SOURCE RECORDS:
■ ■ ■ ■ ■ ■ ■
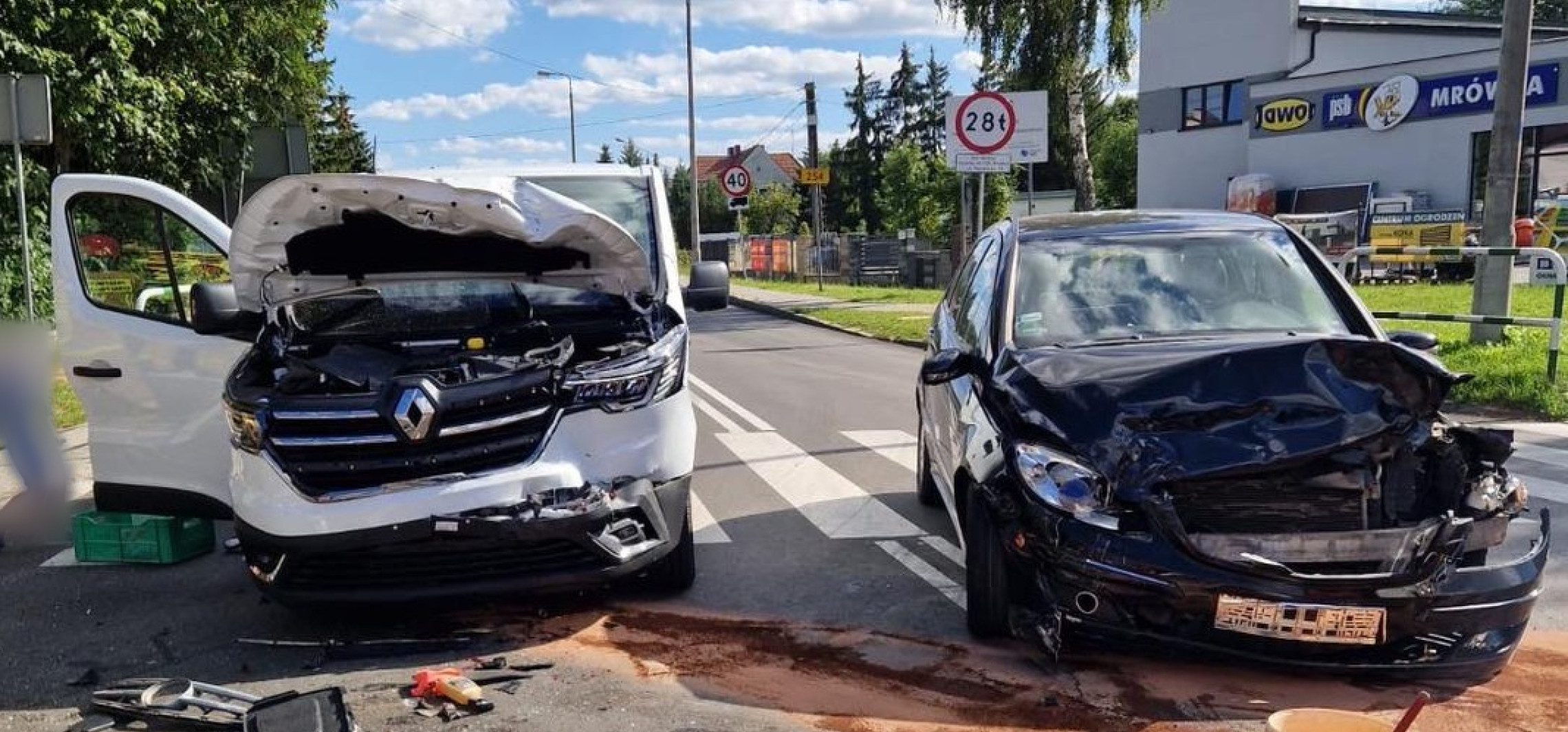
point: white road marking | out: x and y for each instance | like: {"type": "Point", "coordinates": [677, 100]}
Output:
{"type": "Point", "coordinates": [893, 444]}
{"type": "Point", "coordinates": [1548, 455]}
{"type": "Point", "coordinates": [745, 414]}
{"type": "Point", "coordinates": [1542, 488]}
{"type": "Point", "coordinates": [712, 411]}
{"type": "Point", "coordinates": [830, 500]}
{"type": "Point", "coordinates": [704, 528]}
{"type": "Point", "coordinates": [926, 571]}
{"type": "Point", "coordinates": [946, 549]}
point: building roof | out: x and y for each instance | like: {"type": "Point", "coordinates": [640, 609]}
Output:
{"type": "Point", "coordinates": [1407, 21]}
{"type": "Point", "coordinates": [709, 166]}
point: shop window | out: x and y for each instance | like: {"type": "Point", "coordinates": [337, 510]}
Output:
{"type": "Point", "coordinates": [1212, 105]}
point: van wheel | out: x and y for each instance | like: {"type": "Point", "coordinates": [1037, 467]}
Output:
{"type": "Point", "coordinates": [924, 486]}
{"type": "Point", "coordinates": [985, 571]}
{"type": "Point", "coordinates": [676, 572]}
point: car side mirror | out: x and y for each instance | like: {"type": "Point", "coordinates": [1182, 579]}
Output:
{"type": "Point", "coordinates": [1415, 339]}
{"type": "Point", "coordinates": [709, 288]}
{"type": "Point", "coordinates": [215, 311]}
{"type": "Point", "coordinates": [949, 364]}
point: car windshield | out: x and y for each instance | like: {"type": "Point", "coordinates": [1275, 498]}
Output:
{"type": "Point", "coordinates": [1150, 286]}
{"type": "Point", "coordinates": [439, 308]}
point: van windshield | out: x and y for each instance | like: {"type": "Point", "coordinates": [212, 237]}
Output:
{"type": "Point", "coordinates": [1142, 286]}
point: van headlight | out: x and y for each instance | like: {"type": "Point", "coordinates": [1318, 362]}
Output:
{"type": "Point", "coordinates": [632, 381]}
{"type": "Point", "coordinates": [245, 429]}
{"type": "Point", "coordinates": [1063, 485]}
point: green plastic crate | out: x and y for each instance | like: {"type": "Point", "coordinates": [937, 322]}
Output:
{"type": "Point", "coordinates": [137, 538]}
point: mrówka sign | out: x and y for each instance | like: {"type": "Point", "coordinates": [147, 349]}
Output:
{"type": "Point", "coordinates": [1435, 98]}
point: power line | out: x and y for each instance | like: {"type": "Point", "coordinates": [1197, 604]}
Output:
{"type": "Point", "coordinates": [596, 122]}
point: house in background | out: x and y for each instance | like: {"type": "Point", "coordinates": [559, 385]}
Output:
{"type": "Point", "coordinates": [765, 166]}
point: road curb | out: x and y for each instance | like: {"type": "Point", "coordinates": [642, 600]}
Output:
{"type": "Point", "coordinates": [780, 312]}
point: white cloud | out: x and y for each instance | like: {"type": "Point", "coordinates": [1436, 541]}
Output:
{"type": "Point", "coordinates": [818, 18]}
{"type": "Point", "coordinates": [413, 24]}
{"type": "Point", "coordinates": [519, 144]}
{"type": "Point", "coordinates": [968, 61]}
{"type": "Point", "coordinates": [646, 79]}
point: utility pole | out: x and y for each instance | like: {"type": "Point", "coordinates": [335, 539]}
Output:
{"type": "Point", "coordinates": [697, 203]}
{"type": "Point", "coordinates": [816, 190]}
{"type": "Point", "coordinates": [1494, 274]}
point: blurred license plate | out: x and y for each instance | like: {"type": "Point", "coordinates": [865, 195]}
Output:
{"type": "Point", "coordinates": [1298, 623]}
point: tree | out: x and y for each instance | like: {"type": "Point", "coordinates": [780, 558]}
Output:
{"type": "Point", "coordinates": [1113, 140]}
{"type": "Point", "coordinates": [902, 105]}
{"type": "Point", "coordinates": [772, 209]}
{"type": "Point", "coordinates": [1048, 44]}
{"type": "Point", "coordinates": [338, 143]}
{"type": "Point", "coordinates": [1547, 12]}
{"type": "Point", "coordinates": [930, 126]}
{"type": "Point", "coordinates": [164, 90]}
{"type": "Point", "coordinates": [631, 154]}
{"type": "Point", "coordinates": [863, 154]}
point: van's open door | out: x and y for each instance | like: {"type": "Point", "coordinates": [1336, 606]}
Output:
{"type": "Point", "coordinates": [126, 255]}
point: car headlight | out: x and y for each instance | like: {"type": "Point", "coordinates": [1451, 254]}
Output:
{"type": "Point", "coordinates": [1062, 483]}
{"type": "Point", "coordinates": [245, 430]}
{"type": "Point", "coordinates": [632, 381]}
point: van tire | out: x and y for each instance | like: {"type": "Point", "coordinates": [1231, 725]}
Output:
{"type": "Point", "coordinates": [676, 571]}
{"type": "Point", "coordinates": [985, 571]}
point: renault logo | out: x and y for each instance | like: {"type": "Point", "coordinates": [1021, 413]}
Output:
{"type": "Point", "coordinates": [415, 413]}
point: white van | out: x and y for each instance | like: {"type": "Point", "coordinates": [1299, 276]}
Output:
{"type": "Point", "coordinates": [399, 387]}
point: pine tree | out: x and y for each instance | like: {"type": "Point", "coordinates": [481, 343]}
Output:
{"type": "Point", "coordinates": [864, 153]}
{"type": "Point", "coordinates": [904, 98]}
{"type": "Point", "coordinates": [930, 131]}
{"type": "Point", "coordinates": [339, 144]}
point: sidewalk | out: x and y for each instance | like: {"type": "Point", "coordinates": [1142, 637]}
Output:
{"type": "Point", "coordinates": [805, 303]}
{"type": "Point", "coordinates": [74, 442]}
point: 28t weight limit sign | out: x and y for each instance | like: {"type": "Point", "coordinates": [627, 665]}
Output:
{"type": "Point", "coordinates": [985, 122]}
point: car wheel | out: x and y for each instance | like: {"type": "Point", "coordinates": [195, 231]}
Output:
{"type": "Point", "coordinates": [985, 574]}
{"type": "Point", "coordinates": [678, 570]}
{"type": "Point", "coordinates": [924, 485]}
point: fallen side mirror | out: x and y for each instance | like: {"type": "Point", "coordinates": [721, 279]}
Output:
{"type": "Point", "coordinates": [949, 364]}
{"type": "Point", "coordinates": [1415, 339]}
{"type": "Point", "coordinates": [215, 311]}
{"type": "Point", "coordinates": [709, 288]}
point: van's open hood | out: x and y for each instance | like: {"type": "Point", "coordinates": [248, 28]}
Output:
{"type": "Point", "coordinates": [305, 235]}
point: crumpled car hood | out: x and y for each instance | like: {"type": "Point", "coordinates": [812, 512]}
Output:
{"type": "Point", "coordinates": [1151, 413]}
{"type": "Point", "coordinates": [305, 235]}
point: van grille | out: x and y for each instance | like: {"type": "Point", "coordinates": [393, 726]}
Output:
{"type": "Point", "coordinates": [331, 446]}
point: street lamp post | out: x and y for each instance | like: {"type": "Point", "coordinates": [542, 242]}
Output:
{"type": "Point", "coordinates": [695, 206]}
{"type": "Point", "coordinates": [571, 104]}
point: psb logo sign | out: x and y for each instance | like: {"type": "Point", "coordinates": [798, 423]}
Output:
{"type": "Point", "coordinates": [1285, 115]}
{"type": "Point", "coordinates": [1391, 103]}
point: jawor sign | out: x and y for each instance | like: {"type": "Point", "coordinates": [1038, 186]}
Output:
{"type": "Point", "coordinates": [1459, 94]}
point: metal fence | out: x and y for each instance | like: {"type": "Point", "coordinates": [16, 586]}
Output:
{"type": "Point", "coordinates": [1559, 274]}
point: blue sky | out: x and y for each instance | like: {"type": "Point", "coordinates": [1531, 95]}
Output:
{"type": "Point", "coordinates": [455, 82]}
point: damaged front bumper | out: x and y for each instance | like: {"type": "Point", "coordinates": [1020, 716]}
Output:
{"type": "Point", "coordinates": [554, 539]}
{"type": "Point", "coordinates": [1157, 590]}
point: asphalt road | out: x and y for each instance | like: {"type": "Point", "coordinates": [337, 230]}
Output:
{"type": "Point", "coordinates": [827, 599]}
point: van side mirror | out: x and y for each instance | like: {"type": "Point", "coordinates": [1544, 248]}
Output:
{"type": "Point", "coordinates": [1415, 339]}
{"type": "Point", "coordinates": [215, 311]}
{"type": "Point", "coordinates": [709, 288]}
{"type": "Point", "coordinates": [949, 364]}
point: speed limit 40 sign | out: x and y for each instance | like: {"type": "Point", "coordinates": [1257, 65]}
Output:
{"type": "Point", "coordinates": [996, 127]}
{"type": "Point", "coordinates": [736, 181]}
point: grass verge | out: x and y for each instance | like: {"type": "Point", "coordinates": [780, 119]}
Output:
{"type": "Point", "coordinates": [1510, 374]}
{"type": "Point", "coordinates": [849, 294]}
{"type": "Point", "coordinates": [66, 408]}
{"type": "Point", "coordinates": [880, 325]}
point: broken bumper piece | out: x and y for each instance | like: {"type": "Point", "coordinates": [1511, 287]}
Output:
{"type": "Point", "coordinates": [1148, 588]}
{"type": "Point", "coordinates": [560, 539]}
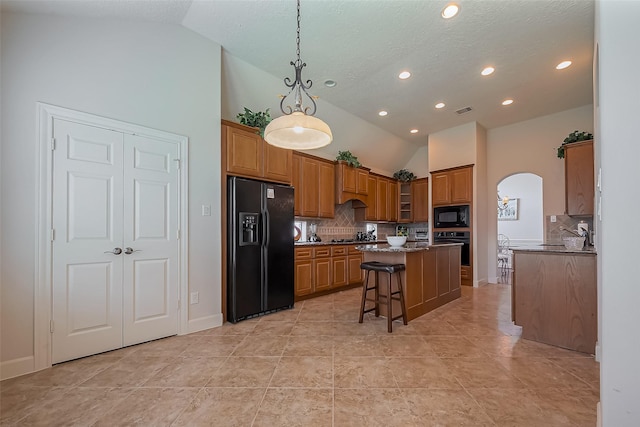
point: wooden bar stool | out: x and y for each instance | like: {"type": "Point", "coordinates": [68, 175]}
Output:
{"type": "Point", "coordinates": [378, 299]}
■ ■ ■ ■ ■ ■ ■
Rewrite the part of the data that opens with the line containing "point: wooden bar" and runs through the end of the data. Reproduce every line, and shift each coordinate in the output points up by 54, leaving everything else, including the "like:" sample, unchanged.

point: wooden bar stool | out: x and y for each instance | like: {"type": "Point", "coordinates": [68, 175]}
Output:
{"type": "Point", "coordinates": [432, 353]}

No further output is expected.